WHAT YOU SHOULD DO:
Take the line containing "point: sandy ground" and every line after it in the data below, and print them exactly as given, with nothing else.

Stored data entries
|---|
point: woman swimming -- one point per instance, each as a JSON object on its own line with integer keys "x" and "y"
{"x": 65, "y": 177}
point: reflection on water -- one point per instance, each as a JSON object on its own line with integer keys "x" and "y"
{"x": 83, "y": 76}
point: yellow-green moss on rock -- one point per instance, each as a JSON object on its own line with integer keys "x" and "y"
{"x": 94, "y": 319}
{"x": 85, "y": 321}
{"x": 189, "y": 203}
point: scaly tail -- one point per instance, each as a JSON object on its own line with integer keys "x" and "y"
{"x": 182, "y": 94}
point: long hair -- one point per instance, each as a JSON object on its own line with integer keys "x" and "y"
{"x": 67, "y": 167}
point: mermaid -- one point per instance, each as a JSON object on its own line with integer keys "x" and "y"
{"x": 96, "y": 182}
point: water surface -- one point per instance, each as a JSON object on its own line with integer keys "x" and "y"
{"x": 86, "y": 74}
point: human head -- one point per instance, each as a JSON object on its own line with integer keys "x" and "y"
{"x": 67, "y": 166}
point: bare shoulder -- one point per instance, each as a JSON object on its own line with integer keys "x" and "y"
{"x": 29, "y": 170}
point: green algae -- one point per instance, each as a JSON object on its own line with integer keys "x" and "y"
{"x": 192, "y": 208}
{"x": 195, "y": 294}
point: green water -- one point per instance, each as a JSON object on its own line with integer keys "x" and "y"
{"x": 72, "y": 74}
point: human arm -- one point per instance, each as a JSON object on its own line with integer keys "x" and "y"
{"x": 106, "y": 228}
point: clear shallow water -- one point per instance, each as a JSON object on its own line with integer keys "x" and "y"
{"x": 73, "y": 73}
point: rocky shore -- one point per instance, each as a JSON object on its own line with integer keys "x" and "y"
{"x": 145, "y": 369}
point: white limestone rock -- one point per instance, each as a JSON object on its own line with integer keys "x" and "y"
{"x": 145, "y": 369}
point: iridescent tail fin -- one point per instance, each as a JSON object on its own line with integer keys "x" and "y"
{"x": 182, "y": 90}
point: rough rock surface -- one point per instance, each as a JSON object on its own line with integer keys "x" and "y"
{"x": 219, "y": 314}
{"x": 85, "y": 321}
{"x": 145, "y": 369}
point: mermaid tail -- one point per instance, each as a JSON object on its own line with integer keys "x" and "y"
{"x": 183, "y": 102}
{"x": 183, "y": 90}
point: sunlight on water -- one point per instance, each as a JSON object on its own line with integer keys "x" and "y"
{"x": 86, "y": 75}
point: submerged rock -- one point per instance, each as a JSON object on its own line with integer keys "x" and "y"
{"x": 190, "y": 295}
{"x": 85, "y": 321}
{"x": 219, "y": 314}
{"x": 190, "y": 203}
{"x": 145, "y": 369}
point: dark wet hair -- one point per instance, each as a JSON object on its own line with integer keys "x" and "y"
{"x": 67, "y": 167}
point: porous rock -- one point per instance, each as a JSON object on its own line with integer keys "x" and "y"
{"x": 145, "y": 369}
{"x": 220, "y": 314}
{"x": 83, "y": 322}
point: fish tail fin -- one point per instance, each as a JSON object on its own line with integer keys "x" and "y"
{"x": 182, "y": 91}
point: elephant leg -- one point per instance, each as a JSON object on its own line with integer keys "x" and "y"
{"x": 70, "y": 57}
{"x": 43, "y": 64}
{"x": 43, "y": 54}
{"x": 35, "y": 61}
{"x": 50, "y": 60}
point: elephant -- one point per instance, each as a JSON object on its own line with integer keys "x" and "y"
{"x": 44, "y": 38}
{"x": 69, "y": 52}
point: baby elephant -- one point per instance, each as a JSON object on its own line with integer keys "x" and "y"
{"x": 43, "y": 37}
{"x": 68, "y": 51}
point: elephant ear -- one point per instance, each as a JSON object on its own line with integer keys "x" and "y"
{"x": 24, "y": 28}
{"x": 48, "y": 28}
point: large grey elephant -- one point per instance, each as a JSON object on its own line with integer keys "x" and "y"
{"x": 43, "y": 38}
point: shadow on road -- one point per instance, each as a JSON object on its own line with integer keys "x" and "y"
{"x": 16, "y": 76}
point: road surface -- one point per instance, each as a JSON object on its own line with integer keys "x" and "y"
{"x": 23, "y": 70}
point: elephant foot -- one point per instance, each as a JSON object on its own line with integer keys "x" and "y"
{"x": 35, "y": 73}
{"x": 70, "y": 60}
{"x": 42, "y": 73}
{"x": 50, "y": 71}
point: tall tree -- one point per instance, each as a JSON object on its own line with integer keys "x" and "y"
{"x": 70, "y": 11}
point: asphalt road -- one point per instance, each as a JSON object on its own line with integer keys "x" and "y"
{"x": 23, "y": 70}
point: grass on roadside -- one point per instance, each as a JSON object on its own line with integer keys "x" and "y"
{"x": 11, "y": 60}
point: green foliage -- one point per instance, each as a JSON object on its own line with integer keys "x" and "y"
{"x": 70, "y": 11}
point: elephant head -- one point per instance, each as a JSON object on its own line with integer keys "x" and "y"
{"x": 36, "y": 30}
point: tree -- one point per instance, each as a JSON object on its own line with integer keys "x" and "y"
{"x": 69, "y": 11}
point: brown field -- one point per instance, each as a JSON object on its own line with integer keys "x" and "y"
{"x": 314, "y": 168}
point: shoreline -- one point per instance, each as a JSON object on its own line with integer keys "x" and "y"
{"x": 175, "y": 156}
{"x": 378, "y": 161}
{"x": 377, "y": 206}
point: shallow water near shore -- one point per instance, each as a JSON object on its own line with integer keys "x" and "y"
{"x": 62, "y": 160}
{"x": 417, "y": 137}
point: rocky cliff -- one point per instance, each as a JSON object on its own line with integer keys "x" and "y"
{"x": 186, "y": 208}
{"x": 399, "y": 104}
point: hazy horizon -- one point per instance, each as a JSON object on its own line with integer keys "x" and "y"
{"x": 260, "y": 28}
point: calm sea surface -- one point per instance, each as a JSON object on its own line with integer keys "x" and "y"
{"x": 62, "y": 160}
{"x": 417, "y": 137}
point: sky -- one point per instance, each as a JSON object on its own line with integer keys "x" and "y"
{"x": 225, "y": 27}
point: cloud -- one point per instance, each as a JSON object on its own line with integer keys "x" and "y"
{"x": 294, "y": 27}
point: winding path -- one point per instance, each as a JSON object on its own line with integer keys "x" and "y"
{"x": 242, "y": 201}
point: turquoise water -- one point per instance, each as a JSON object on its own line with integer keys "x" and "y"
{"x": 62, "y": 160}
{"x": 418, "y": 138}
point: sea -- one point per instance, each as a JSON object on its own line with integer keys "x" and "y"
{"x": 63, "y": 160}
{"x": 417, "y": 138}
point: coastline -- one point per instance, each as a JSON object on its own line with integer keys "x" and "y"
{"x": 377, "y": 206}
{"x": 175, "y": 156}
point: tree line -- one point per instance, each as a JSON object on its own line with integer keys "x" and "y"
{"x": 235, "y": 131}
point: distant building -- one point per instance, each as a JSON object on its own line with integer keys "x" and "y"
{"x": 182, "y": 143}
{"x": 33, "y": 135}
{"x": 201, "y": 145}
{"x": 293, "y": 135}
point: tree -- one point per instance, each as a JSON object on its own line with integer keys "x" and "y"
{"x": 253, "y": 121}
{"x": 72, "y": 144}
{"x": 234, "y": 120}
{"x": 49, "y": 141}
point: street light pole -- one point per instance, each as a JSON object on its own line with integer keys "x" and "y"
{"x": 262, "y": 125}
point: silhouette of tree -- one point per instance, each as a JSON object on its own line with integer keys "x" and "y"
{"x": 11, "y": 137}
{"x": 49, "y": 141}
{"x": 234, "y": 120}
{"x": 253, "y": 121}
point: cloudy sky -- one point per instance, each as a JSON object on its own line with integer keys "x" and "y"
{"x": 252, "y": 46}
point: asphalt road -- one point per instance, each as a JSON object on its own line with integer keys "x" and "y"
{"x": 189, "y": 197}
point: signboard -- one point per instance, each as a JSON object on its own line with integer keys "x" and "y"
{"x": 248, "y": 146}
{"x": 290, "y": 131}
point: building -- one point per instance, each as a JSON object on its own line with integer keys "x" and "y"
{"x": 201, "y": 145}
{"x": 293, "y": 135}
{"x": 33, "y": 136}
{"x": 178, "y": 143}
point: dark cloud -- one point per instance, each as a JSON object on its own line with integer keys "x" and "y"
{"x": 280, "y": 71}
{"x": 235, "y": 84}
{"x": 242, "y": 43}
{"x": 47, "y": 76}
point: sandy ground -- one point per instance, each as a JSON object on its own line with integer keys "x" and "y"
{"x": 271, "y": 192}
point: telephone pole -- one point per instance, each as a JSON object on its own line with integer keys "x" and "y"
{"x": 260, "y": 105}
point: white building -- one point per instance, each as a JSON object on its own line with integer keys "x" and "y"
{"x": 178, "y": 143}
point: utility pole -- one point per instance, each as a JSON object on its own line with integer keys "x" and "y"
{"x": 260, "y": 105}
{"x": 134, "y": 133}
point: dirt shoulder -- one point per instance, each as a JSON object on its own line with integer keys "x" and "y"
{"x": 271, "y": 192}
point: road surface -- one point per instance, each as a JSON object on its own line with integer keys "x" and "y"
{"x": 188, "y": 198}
|---|
EXERCISE ANSWER:
point: sandy ground -- one point per instance, each as a JSON object on its own line with integer keys "x" and "y"
{"x": 271, "y": 192}
point: telephone pole -- one point per instance, each as a JSON object on its own line with integer keys "x" and "y"
{"x": 260, "y": 105}
point: white building -- one point per instance, each as a JSON object on its own line with integer keys "x" and "y"
{"x": 178, "y": 143}
point: utility pole -- one point per instance, each as a JSON object on its own line with integer keys "x" and "y"
{"x": 260, "y": 105}
{"x": 134, "y": 133}
point: dirt shoulder -- one point per instance, each as a JSON object on its own line with integer keys "x" and "y"
{"x": 271, "y": 192}
point: road surface -- one point per instance, each as a JSON object on its own line with integer keys "x" and "y"
{"x": 188, "y": 198}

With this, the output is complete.